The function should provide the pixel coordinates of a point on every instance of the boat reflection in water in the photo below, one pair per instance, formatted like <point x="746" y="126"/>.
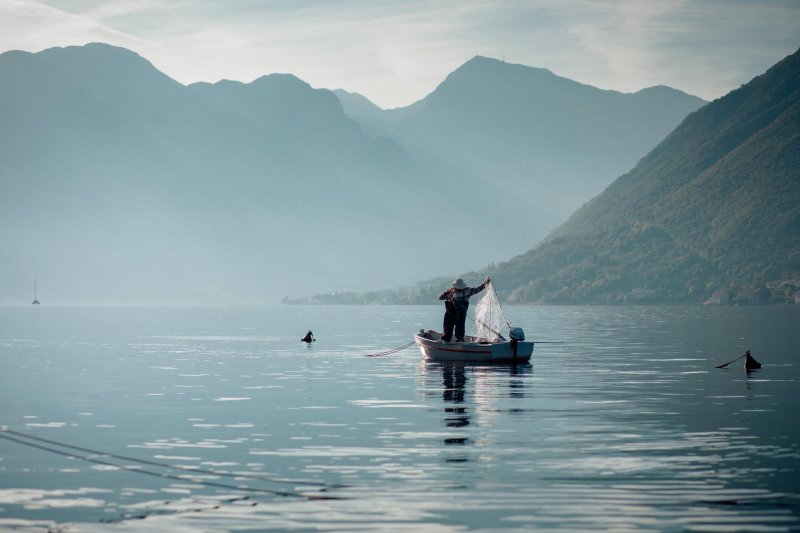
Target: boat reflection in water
<point x="471" y="394"/>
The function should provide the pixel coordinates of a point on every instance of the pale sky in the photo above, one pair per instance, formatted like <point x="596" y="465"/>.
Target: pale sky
<point x="395" y="52"/>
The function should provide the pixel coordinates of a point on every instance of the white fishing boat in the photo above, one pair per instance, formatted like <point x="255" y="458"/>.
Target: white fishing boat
<point x="473" y="349"/>
<point x="487" y="344"/>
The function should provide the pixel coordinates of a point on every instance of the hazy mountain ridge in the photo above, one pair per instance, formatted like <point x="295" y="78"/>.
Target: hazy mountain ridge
<point x="711" y="214"/>
<point x="118" y="183"/>
<point x="715" y="207"/>
<point x="529" y="133"/>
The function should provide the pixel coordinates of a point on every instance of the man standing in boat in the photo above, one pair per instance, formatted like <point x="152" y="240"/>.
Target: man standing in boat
<point x="456" y="302"/>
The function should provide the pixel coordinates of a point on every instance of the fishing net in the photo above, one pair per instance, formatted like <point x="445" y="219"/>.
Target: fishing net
<point x="490" y="321"/>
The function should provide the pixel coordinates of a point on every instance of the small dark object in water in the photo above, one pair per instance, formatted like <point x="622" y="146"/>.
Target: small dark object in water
<point x="750" y="362"/>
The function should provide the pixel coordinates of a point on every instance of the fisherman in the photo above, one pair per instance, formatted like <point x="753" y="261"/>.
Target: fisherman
<point x="750" y="362"/>
<point x="456" y="303"/>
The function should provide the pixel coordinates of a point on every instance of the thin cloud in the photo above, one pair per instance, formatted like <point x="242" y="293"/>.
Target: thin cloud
<point x="396" y="52"/>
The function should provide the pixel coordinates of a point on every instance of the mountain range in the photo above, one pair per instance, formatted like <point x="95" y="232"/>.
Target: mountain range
<point x="120" y="184"/>
<point x="712" y="214"/>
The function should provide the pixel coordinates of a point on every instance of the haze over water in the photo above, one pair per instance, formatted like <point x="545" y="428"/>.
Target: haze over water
<point x="627" y="425"/>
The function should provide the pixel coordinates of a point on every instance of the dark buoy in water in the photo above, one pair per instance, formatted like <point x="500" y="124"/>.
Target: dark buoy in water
<point x="750" y="362"/>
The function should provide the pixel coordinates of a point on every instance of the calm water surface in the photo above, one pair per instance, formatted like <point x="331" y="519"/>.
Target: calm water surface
<point x="626" y="426"/>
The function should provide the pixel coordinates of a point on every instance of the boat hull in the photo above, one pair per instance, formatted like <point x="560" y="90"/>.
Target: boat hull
<point x="472" y="350"/>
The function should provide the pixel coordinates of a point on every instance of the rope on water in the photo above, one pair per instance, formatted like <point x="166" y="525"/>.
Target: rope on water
<point x="137" y="470"/>
<point x="393" y="350"/>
-*-*-
Copy the stretch from the line containing "the boat hull" through the end of the data, requests included, and shift every coordinate in the answers by -97. Leave the requests and their sample coordinates as they are.

The function should provide the pixel coordinates of a point on every instance of the boat hull in the photo above, one pair per instance, formatted like <point x="560" y="90"/>.
Target: boat hull
<point x="375" y="253"/>
The function should provide the pixel coordinates of a point on every instance of the rope on water in the photo above, one pair per instance, formatted like <point x="166" y="525"/>.
Target: rope on water
<point x="40" y="373"/>
<point x="296" y="253"/>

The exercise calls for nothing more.